SELECTED PASSAGE START

January 18, 2010 § Leave a comment
C. Chapin explains what happens if you don’t, in this short story shared on the Saving Sailing Facebook page:
At the Interlake Nationals at Indianapolis Sailing Club in 1989, I sailed with my ten-year-old son, Bill and Tom, a 14-year-old also from our club. Geist Reservoir is a crescent-shaped lake and in one race the course was a complex, saw-toothed shape with an intermediate windward mark that was out of sight from the starting area.
As we sailed up the lake, we spied the mark near the eastern shore and tacked onto starboard to approach it. Bill piped up and said, “Dad, aren’t we supposed to round this to port?” Tom and I patiently explained to him that rounding it to port would require looping the mark, which would be unsafe with the fleet still grouped tightly together. We rounded the mark to starboard, but noticed other boats passing (not rounding) the mark to port by sailing up the western shore.
We finished the race with a good score and turned past the RC boat to head in for the day. The course was still posted with the intermediate mark clearly with a red background.
I turned to Bill and said, “I’m sorry Bill. You were right and Tom and I were wrong. We were supposed to round that mark to port like you said.” The two boys looked at me. Tom asked, “What are we going to do?” I replied, “There’s only one thing to do. We’re going to withdraw from the race.”
Tom asked, “But what about all the other boats? None of them rounded it to port.” My answer was that the other boats had a problem with sailing the course also, but our course was clear.
As soon as the RC boat docked, I reported to them that we were withdrawing because we had not properly sailed the course and added that I didn’t think that anyone else had. It turned out that one boat had rounded the mark to starboard, realized their error, returned, unwound their string, rounded correctly, and flown a protest flag.
Ultimately, the race was abandoned because of the mark set boat’s error in placing the mark, but the postscript was that if the race had been allowed to stand and the protest allowed, we would have been National Champions. As it was, we finished fourth overall.”
– C. Chapin
– ndh (email@example.com)

SELECTED PASSAGE END

_THE TASK_: Reproduce the passage of the sailing story from "As we sailed" to "the western shore.", word for word.

RAW DATA START

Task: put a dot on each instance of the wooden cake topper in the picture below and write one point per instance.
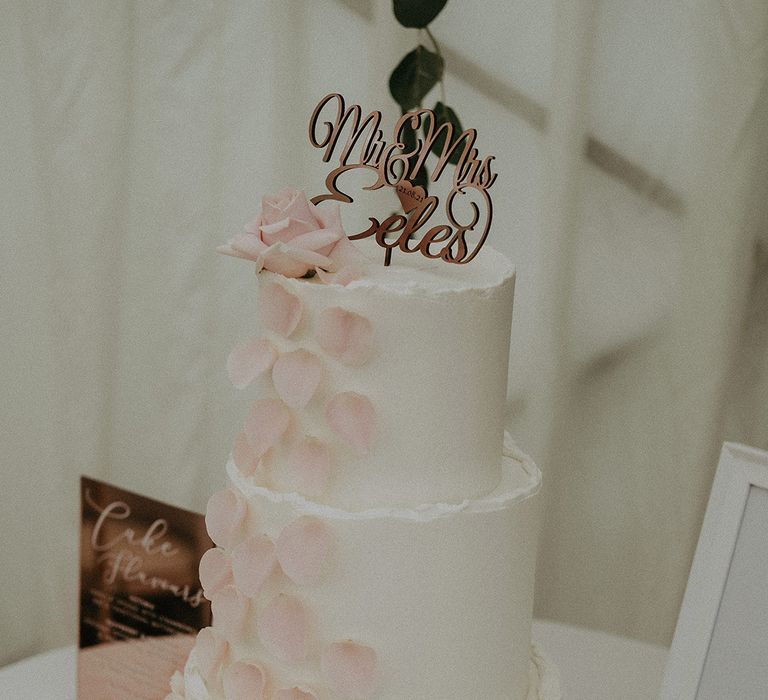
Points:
(358, 143)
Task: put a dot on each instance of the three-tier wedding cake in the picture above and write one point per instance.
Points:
(377, 536)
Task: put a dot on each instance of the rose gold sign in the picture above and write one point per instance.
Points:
(141, 603)
(357, 142)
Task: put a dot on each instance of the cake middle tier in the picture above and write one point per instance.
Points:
(419, 352)
(433, 602)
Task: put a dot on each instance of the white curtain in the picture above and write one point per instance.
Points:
(633, 149)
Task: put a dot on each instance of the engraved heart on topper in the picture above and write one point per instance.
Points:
(357, 141)
(410, 196)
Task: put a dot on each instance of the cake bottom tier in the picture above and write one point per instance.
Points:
(431, 603)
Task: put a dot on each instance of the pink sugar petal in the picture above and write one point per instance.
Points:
(265, 425)
(244, 681)
(344, 275)
(302, 549)
(280, 310)
(209, 651)
(349, 669)
(309, 466)
(248, 360)
(295, 693)
(352, 417)
(230, 610)
(224, 516)
(243, 456)
(215, 572)
(345, 335)
(283, 627)
(296, 376)
(252, 563)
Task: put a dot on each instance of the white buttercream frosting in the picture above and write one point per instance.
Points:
(436, 377)
(409, 574)
(514, 485)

RAW DATA END

_RESULT_:
As we sailed up the lake, we spied the mark near the eastern shore and tacked onto starboard to approach it. Bill piped up and said, “Dad, aren’t we supposed to round this to port?” Tom and I patiently explained to him that rounding it to port would require looping the mark, which would be unsafe with the fleet still grouped tightly together. We rounded the mark to starboard, but noticed other boats passing (not rounding) the mark to port by sailing up the western shore.